◆ **Passage to read**
/---

## anonymous 4 years ago Is $$(0,1)\cup\{2\}$$ open or closed?

1. anonymous

Howcome? :(

2. anonymous

i would not say open because the complement is not closed

3. anonymous

This is what I did:

4. anonymous

open it is

5. anonymous

depends on your definition of open but one definition is for every element in A there is an open neighborhood contained in A that is not the case for the number 2

6. anonymous

A is open if $\forall x \in A \exists \epsilon\text { such that } (x-\epsilon,x+\epsilon)\in A$

7. anonymous

also clearly not closed, since it does not contain all its limit points (namely 0 and 1)

8. anonymous

Theorem: If a set $$A$$ has an isolated point, then it cannot be an open set. Proof: Let $$a\in A$$ be an isolated point in A. Then there exists an $$\epsilon$$-neighborhood $$V_{\epsilon}(a)$$ such that $$V_{\epsilon}(a)\cap A=\{a\}$$. It follows that $$A$$ cannot be open since there exists no $$\epsilon$$-neighborhood $$V_{\epsilon}(a)$$ such that $$V_{\epsilon}(a)\subseteq A$$. $$\blacksquare$$

9. anonymous

(with $$\epsilon>0$$, that is)

\---

◆ **Data lines**
/---

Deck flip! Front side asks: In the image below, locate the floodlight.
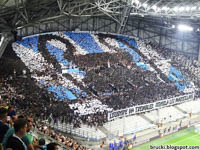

\---

◆ **Exercises to complete**
a) Summarize the thread on whether (0,1) ∪ {2} is open or closed in two sentences.
b) Retype the part of the thread on whether (0,1) ∪ {2} is open or closed between "Theorem: If a" and "(with $$\epsilon>0$$, that is)", inclusive.
c) Restate the paragraph of the thread on whether (0,1) ∪ {2} is open or closed that begins "Theorem: If a set" more briefly, keeping its main facts.

◆ **Responses per task**
a) A poster asks whether the set (0,1) ∪ {2} is open or closed. Replies argue that it is not open, because no open neighborhood of 2 lies inside the set and a set with an isolated point cannot be open, and that it is not closed either, because it does not contain its limit points 0 and 1.

b)
Theorem: If a set $$A$$ has an isolated point, then it cannot be an open set. Proof: Let $$a\in A$$ be an isolated point in A. Then there exists an $$\epsilon$$-neighborhood $$V_{\epsilon}(a)$$ such that $$V_{\epsilon}(a)\cap A=\{a\}$$. It follows that $$A$$ cannot be open since there exists no $$\epsilon$$-neighborhood $$V_{\epsilon}(a)$$ such that $$V_{\epsilon}(a)\subseteq A$$. $$\blacksquare$$

9. anonymous

(with $$\epsilon>0$$, that is)

c) Theorem: a set A with an isolated point cannot be open. Proof: if a is an isolated point of A, some ε-neighborhood of a meets A only in {a}, so no ε-neighborhood of a is contained in A, and A is not open.